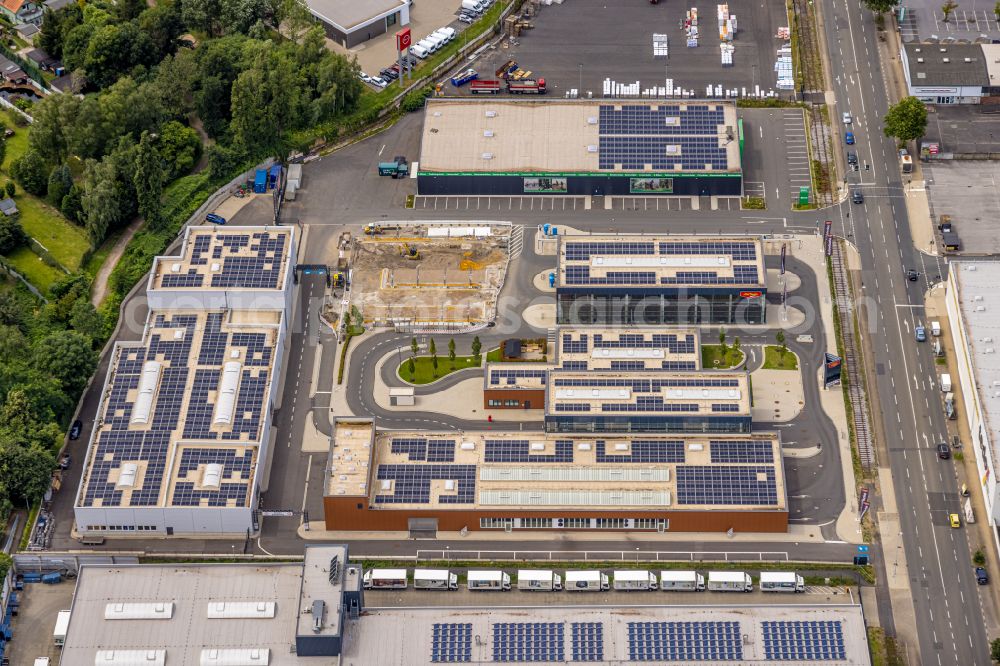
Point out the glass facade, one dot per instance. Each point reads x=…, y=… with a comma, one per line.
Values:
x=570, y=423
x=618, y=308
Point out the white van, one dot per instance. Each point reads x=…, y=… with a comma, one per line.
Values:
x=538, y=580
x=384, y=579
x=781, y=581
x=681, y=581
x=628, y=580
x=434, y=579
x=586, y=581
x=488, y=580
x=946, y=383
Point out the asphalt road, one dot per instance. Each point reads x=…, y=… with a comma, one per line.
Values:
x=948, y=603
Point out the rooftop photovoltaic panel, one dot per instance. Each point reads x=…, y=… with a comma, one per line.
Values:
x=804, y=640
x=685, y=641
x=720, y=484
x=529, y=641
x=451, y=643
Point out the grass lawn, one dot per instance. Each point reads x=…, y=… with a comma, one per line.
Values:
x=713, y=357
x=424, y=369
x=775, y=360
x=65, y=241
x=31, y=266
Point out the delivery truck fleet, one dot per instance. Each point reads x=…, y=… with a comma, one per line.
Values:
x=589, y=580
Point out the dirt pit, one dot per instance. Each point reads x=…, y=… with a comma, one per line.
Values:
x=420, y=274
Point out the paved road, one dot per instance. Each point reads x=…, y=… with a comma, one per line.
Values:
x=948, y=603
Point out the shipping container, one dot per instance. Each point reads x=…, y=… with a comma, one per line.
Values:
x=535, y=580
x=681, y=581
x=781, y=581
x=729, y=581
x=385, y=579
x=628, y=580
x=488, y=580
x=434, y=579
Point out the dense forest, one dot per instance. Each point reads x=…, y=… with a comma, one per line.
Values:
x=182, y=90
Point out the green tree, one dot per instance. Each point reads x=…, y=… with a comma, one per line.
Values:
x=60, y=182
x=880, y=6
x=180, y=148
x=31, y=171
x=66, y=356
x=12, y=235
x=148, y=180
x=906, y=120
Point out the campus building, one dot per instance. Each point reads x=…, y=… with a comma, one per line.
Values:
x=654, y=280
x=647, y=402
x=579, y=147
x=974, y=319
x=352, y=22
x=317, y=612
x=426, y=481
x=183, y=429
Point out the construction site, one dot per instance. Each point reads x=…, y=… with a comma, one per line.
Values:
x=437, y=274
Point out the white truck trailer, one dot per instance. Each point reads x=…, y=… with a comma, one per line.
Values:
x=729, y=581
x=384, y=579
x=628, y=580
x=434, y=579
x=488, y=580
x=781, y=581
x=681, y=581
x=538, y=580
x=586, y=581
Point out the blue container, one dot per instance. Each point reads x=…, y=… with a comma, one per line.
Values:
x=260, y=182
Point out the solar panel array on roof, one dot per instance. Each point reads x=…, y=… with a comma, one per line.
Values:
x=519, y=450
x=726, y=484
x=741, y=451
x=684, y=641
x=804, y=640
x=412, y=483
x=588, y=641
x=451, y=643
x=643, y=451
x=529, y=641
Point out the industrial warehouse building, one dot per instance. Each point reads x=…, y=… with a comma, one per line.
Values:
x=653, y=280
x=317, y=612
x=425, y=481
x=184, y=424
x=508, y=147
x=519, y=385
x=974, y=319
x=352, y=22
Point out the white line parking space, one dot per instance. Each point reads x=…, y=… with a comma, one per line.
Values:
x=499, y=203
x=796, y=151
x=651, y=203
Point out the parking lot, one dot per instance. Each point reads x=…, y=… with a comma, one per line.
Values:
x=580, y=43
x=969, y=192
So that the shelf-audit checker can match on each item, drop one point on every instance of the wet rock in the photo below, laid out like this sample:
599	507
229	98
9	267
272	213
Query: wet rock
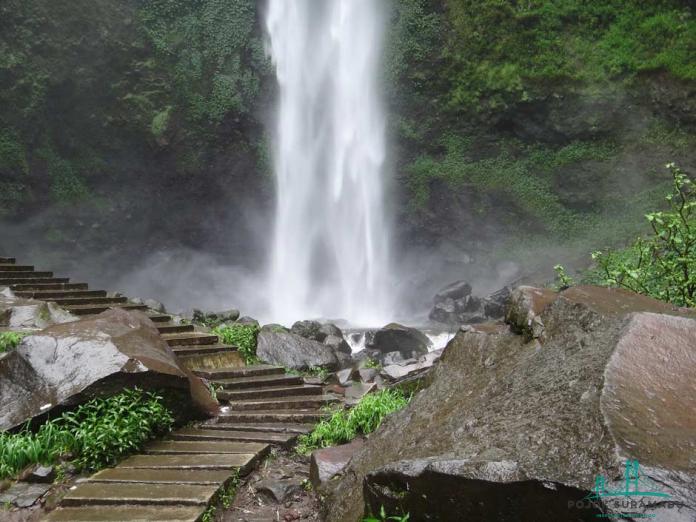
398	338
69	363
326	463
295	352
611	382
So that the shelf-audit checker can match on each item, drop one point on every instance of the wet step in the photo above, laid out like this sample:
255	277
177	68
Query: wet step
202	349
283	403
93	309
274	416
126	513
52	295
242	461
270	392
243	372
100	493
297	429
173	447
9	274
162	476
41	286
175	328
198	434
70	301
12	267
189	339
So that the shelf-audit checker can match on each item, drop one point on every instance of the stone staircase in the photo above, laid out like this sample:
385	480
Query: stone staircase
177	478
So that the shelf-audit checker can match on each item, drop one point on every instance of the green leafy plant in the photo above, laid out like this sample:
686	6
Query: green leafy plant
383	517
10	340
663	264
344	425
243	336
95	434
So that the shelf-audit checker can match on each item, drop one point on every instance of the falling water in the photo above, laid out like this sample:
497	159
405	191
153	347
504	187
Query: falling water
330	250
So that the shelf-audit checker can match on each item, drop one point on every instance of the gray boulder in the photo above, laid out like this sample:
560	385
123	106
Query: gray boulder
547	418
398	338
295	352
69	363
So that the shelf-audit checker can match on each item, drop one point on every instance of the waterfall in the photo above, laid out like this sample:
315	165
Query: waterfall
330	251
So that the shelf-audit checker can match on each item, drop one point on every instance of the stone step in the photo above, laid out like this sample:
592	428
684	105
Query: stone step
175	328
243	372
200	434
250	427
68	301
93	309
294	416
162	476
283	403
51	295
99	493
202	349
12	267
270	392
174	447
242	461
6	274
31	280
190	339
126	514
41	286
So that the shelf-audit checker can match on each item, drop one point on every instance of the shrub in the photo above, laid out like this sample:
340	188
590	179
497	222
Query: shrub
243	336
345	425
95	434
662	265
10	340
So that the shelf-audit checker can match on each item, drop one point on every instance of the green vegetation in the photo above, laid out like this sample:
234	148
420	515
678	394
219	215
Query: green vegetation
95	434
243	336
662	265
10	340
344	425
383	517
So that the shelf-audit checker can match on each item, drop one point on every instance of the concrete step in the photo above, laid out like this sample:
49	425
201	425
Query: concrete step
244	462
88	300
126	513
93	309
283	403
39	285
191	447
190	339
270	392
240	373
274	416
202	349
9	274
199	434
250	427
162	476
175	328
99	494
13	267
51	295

--

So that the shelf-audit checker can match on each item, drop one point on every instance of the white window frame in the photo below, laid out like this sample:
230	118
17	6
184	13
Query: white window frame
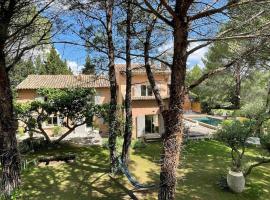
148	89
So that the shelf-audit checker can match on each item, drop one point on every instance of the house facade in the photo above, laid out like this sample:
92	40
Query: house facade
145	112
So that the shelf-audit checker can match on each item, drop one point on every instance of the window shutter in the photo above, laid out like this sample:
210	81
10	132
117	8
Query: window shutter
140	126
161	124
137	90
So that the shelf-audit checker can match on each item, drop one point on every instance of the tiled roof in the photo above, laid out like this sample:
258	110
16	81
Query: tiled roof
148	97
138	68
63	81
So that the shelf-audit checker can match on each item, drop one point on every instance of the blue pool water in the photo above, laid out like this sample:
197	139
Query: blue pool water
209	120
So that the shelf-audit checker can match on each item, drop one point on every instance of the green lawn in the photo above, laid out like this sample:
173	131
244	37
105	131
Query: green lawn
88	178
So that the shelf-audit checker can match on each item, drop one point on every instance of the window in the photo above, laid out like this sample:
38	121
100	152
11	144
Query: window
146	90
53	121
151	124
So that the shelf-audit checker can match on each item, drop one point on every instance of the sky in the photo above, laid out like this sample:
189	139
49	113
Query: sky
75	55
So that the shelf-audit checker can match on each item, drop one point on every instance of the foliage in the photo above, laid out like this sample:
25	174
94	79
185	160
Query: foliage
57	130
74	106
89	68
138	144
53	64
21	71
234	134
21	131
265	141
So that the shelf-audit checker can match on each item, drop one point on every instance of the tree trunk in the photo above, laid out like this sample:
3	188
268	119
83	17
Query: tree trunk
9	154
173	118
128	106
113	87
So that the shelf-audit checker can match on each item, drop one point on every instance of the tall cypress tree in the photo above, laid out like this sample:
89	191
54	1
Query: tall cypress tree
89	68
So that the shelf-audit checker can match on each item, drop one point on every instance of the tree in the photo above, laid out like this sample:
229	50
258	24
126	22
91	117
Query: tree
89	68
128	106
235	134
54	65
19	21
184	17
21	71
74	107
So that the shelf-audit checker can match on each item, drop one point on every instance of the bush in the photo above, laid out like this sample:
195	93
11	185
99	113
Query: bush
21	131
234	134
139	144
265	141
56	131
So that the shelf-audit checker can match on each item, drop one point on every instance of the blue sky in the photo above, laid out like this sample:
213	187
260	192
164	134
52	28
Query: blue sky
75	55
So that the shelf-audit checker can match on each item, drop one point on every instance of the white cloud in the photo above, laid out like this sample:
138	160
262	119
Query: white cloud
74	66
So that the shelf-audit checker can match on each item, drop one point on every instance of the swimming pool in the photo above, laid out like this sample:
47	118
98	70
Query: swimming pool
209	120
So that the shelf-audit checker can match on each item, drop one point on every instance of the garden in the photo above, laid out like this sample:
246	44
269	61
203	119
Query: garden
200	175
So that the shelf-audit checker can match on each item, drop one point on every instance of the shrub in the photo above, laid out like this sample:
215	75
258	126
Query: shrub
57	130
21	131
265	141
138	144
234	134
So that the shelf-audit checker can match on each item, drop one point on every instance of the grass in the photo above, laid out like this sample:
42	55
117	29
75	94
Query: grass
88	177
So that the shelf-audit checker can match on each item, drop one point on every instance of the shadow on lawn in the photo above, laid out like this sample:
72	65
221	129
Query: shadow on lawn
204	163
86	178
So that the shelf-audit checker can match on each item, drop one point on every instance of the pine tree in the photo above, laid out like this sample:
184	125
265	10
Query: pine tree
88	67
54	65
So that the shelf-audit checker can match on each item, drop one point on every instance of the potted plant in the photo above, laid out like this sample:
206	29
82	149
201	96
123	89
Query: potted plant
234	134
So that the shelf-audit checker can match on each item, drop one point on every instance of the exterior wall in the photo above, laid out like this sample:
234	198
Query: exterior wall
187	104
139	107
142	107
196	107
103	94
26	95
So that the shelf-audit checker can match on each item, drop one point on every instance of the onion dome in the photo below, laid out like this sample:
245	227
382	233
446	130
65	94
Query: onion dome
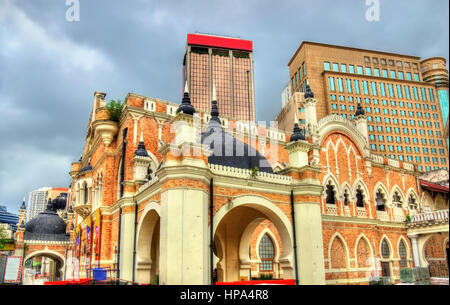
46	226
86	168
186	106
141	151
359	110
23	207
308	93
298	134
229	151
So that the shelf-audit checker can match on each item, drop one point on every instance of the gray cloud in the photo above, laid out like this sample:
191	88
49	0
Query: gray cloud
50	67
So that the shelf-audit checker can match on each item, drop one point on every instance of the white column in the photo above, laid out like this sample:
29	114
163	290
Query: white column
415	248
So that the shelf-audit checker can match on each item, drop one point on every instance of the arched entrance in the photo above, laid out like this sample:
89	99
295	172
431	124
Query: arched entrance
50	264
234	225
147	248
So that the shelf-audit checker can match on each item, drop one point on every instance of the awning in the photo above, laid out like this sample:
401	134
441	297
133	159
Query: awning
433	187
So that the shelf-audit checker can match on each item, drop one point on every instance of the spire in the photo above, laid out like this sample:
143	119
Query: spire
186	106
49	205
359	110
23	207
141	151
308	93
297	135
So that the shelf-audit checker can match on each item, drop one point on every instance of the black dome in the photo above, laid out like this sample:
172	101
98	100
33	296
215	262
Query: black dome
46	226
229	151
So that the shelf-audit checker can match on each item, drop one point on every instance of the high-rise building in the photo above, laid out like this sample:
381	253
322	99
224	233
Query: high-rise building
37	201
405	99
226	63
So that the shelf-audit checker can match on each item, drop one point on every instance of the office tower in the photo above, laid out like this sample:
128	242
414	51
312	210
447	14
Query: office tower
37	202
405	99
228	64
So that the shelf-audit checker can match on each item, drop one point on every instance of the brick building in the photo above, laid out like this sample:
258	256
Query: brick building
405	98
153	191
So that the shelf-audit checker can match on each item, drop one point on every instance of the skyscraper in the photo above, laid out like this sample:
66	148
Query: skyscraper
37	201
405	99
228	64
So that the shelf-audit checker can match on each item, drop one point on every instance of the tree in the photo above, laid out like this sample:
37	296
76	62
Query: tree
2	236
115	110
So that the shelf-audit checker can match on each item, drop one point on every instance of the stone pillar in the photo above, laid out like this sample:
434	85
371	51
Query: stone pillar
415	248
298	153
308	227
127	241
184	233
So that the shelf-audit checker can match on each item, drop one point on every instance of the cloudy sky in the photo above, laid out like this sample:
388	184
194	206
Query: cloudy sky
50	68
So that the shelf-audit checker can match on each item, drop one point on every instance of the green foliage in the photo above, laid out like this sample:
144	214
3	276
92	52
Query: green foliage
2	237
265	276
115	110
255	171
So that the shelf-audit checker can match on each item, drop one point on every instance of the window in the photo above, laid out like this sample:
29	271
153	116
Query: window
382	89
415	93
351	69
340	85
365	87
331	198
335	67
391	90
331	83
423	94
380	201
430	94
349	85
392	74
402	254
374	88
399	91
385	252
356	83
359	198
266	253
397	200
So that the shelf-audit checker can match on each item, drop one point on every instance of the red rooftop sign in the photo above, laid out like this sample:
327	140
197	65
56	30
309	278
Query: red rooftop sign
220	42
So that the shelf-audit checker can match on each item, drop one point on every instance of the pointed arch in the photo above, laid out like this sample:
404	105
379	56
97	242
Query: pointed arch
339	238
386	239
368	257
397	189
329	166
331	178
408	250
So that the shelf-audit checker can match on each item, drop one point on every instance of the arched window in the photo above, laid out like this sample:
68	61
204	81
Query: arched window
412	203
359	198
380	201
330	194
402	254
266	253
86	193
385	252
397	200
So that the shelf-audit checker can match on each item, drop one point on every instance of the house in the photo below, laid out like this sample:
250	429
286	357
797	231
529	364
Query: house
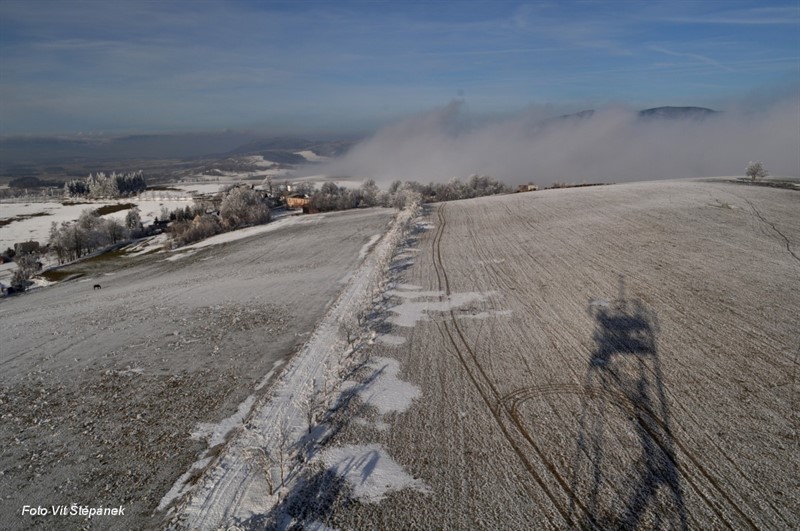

--

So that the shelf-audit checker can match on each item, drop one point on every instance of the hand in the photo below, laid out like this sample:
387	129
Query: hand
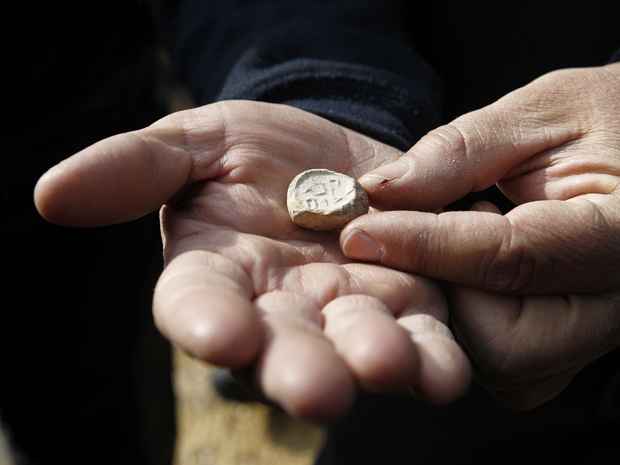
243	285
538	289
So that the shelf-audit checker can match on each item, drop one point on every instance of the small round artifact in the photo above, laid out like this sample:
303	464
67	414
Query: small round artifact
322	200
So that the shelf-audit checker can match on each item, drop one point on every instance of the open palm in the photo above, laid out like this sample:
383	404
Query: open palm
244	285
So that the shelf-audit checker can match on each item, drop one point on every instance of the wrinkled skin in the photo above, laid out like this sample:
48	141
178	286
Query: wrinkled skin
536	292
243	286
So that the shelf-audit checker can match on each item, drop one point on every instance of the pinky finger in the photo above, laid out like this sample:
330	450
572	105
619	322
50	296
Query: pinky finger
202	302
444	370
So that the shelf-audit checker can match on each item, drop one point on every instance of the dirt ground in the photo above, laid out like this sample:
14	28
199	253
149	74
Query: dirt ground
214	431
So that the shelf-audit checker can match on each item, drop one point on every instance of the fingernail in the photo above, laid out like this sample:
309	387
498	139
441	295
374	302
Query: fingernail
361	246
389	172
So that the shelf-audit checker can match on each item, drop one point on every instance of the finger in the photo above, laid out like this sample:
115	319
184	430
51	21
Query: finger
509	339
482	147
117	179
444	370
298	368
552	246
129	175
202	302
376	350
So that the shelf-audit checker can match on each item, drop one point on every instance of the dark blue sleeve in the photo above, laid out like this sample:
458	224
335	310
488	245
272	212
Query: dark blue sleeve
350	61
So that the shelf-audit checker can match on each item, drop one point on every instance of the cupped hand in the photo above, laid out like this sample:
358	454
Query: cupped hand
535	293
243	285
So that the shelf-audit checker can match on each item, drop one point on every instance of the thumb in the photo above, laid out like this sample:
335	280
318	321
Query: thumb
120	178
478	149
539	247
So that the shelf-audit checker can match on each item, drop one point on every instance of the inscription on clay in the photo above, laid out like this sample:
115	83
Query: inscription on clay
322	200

(Exercise prompt)
Wherever a line in the material contains "panel", count it; the answer is the number alone.

(Exercise result)
2